Your task:
Could you write out all the records once more, exactly?

──────── Provided data

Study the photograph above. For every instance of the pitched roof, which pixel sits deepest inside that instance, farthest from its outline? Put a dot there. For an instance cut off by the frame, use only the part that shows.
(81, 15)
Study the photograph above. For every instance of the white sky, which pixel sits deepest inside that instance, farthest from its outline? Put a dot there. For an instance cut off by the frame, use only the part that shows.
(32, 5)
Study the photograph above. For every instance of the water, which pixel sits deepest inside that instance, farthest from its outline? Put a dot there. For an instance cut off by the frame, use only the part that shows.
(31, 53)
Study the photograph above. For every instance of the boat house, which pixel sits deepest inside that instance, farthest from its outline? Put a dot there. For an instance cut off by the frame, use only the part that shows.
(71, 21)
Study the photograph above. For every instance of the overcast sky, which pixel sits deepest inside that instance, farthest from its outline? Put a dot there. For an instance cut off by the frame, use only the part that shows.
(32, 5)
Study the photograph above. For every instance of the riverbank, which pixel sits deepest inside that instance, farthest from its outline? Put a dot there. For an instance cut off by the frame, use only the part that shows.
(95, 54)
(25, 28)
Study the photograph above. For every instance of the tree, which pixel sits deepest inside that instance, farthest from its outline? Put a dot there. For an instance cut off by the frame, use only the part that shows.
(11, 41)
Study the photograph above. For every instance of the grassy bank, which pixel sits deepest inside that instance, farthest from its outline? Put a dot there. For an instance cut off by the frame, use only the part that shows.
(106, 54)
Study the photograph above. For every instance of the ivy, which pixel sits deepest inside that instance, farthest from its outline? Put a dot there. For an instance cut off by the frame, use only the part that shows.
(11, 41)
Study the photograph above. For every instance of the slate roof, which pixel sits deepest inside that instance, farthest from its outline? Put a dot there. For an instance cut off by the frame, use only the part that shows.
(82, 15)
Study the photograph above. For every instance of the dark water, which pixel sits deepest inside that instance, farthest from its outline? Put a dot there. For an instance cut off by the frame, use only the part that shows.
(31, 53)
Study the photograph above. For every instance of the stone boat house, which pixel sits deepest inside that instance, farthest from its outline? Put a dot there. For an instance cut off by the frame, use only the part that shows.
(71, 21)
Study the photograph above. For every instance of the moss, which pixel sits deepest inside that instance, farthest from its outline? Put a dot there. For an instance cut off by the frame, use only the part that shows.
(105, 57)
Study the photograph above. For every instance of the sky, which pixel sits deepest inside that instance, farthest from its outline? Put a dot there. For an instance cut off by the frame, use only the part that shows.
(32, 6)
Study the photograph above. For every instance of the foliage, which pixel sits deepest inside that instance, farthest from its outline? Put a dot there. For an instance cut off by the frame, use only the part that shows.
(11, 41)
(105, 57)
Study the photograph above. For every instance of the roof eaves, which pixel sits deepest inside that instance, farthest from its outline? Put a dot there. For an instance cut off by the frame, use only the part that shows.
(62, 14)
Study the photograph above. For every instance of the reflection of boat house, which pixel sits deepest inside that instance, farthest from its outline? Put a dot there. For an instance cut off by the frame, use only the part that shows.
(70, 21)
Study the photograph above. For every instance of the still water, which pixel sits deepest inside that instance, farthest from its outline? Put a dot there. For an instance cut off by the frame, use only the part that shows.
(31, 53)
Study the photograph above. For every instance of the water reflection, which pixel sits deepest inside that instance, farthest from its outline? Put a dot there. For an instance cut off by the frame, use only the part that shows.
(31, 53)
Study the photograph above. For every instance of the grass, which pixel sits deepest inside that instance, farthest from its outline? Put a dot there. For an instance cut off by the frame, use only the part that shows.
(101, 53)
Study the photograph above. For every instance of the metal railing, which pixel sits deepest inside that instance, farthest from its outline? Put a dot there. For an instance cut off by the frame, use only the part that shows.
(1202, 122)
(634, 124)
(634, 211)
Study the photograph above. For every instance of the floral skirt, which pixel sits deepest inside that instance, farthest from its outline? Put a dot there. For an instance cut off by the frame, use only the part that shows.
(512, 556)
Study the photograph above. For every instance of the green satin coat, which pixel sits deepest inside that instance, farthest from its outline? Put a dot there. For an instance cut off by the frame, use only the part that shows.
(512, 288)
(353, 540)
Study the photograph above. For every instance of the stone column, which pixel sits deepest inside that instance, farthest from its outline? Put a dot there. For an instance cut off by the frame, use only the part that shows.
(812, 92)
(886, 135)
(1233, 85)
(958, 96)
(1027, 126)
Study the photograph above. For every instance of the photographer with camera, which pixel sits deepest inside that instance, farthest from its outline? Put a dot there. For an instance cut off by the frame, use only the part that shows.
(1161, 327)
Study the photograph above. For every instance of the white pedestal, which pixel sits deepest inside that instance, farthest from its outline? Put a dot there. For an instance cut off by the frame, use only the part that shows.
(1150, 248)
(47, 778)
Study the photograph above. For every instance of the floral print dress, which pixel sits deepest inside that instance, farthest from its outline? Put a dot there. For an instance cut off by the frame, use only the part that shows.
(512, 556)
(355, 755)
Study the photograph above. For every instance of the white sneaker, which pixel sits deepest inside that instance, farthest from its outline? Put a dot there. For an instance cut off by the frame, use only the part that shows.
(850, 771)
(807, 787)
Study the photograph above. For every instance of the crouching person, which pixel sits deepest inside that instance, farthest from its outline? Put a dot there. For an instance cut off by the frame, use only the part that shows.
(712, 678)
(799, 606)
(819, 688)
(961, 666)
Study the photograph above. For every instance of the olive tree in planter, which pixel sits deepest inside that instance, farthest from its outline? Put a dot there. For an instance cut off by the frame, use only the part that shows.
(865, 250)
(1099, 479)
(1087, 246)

────────────────

Solved problem:
Study the photograph above. For every instance of the pitched roof, which pixel sits deepest inside that instance, farthest from its outline? Put a dot there. For an instance cut off by the frame, use only the part that shows.
(81, 15)
Study the photograph above. For every instance of the white sky, which pixel sits deepest inside that instance, farthest from its outline? Put a dot there. For an instance cut off by the frame, use only the part that shows.
(32, 5)
Study the photograph above. For every instance of the water, which pixel sits deepest inside that instance, farthest from its outline? Put a dot there. For an instance cut off by the frame, use only the part that shows.
(31, 53)
Study the photograph above. For every instance of the boat house, which pixel sits deepest inside that instance, farthest from its outline? Put a dot there. For an instance cut off by the frame, use only the part that shows.
(71, 21)
Study the photograph above. For every instance of the overcast sky, which pixel sits deepest inside that instance, farthest from its outline? Put a dot there. For an instance cut off by the frame, use only the part that shows.
(32, 5)
Study the photograph above. For every instance of the riverbank, which pixel sits deepest inside that instance, farthest from its outline? Put a dot there. For an instance cut off by the frame, use only the part that shows.
(95, 54)
(25, 28)
Study the photograph above. For every instance of the tree, which pixel sits deepest inside that instance, farthest from its outline? Put a dot there. For an instance cut off by the frame, use only the part that shows.
(11, 41)
Study the photograph above. For every instance of the grassy bank, which pixel sits deepest inside that instance, farthest from its outline? Put a dot there. For an instance cut off by the frame, use only the part that shows.
(106, 54)
Study the photograph above. For every instance of the ivy, which pixel sits deepest inside that instance, farthest from its outline? Put a dot there. For an instance cut off by the frame, use only the part that shows.
(11, 41)
Study the photograph above. For every instance of the slate roof, which pixel sits deepest inside that instance, farthest from its outline? Put a dot there. For an instance cut off by the frame, use only the part that shows.
(82, 15)
Study the photograph above. For every instance of the dark water, which pixel sits deepest inside that instance, farthest from its outline? Put a dot there. For an instance cut off by the frame, use only the part that shows.
(31, 53)
Study the photograph above. For every instance of the stone boat house, which pixel sits deepest inside that instance, farthest from its outline? Put a dot there. For an instance cut off by the frame, use only the part that shows.
(71, 21)
Study the photograph above. For every instance of the moss, which pixel sits deepest inside that instance, farthest from its outline? Put a dot there. For an instance cut off by the frame, use only the part that shows.
(105, 57)
Study the photograph above. For every instance of the sky, which pixel sits deepest inside that instance, farthest from its outline? Put a dot there. For an instance cut off by the frame, use only the part that shows.
(32, 6)
Study the photograph above. For every instance of the foliage, which pixel sits deepest inside that instance, farthest from its outline? Put a dot there. For an instance cut off by the frame, use only the part that shows.
(11, 41)
(105, 57)
Study the photograph above. For every instance of the roof eaves, which pixel sits deepest inside that instance, farthest from its outline? Put a dot there. For an instance cut off by the frame, use only the part that shows.
(62, 14)
Study the photograph above. For every instance of the reflection of boat house, which pixel sits deepest inside that instance, farthest from its outline? Put a dot there. For an instance cut off by the frame, use only the part that shows.
(70, 21)
Study the photograph above. For every instance of the still water, which pixel sits deepest inside that instance, farthest from its outline? Put a dot there. For an instance cut off by the frame, use only the part that shows.
(31, 53)
Study the photograph above. For every instance of the water reflection, which pixel sits deepest inside that instance, farthest from its outline? Put a dot there. For an instance cut off by the frame, use only the part that shows.
(31, 53)
Study the photograph above. For every instance of the grass, which pixel sits deepest inside that instance, farthest from its outline? Put a dot there. For an instance cut off by the frame, use only the part that shows.
(101, 53)
Study the photograph above. For every instance of the metal railing, which pixel sits deepest inside that instance, farthest from its outline? Put a dot there. For an instance cut off by the frame, use only the part that shows.
(1202, 122)
(634, 124)
(634, 211)
Study the photograph above. For every instance of the floral skirt, which pixel sits deepest inside that instance, farthest from its outline? Put a dot there. For an instance cut off by the frame, use only the part that shows.
(512, 556)
Study the photograph above. For every instance of the green satin coat, which pixel sits deepest inside that instance, farthest from its outline? Put a dot there. For an instance cut off by the frame, use only the part that shows.
(512, 288)
(353, 540)
Study the photograph above. For every instance of the stone column, which pixel sits deepest inside that instance, farthest from its outline? Put a dot there. For an instance cut off by the frame, use only the part that shows.
(812, 92)
(886, 135)
(1233, 85)
(958, 96)
(1027, 126)
Study the photograph above. For every instance of the photographer with camera, which pixel sits deepest inside that instance, farthest from its outline? Put a dot there. For an instance cut off by the frame, use only the part that shows.
(1161, 327)
Study the photograph above. For every instance of the white pedestal, which pixel sits deepest inside that instance, farthest from its outline? Put a dot there. For an instance cut off by the frame, use only the part that shows.
(1150, 248)
(47, 778)
Study the photograph above. For every instance of the floral print dress, which pixel sits deepest inside that instance, farthest from its outline? Put a dot there. For an instance cut off by the frame, use only the part that shows.
(512, 556)
(355, 755)
Study the photograph above. For every instance of the white sneaker, which pixel sits deepest inside that instance, farthest from its outline? Put a dot there. For an instance cut off by the frame, use only the part that shows.
(850, 771)
(807, 787)
Study the photograph above. For every instance of the crouching person, which pixel sits deepest inside that instance, farthest from its outline? Put a dot there. For an instance cut off by the frame, use only the part that shows.
(712, 678)
(799, 606)
(819, 688)
(961, 666)
Study the photograph above. For every instance of the olive tree in planter, which pixel sits deepest inside that instance, farthest from its outline? Put a dot there. For an instance cut off by the frame, use only the part that shows.
(865, 250)
(1099, 479)
(1087, 246)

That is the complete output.